» **Assignment**:
The records shown below are to be repeated exactly and completely.

-------- Data supplied --------

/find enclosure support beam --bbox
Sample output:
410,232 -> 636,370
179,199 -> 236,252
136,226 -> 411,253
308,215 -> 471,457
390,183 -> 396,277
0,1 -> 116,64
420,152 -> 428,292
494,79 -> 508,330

--------

» **Task answer**:
/find enclosure support beam --bbox
Sample output:
410,232 -> 636,370
179,199 -> 236,252
136,226 -> 411,253
308,215 -> 471,457
390,183 -> 396,277
0,1 -> 116,64
420,152 -> 428,292
494,79 -> 508,330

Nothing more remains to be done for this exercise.